(SELECTED EXCERPT):
I have never been a real resolution kind of person, even before Elizabeth was born.  I guess my logic was always why wait until the start of the year to make changes or adjustments?

Why not try to make those changes on say, a random Friday in June.  In other words, we don’t need to mark positive adjustments as things we do ONLY when the ball has dropped and the calendar has flipped.

It is funny that I was not this kind of person even before Elizabeth

When you have a child like Elizabeth, who has special needs, you find your life changed forever.  The clear cut outline of developmental milestones and “baby’s firsts” are replaced by the ever changing needs of your child’s special needs.  No longer do you look at the charts and know what should come next.  You, instead, look at your child and wonder “what should we DO next?”

We are some 19 years into our journey with Elizabeth and as such, we have honed the skills of both assessment and adjustment.

(WORK TO BE COMPLETED): Transcribe the passage of the excerpt on resolutions and raising Elizabeth that begins at the words "I have never" and stops after "calendar has flipped.". These records were taken from a separate source and are unrelated to the excerpt.

(Stored dataset records):

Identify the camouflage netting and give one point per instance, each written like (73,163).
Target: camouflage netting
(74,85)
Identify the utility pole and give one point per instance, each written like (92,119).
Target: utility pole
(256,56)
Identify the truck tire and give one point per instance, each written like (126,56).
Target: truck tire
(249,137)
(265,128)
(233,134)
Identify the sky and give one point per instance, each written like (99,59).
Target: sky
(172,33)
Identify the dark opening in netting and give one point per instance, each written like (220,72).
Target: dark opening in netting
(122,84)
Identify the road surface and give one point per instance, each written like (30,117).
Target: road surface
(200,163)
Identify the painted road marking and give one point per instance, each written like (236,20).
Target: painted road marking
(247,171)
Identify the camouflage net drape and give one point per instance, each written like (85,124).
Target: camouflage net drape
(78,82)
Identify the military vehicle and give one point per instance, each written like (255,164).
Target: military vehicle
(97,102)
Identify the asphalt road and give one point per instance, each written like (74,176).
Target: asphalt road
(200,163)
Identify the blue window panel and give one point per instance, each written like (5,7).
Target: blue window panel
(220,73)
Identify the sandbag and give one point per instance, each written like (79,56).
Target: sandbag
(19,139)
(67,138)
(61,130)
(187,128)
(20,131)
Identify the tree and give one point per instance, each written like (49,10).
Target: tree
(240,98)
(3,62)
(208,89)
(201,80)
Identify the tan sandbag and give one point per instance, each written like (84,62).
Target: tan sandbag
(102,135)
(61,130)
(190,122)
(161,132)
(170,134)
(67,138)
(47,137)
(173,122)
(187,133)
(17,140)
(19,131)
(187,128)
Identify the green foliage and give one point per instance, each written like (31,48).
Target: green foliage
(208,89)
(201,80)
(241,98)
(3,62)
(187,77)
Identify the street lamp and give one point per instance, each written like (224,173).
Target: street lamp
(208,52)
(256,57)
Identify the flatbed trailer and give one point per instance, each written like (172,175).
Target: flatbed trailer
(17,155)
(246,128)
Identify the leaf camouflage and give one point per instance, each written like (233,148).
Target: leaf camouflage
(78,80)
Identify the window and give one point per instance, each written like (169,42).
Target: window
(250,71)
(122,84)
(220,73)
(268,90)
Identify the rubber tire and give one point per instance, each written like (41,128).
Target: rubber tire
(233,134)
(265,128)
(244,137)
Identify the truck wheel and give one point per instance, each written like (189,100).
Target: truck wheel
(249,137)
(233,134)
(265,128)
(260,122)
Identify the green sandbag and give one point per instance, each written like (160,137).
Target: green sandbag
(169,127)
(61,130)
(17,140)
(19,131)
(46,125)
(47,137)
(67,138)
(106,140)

(FULL ANSWER):
I have never been a real resolution kind of person, even before Elizabeth was born.  I guess my logic was always why wait until the start of the year to make changes or adjustments?

Why not try to make those changes on say, a random Friday in June.  In other words, we don’t need to mark positive adjustments as things we do ONLY when the ball has dropped and the calendar has flipped.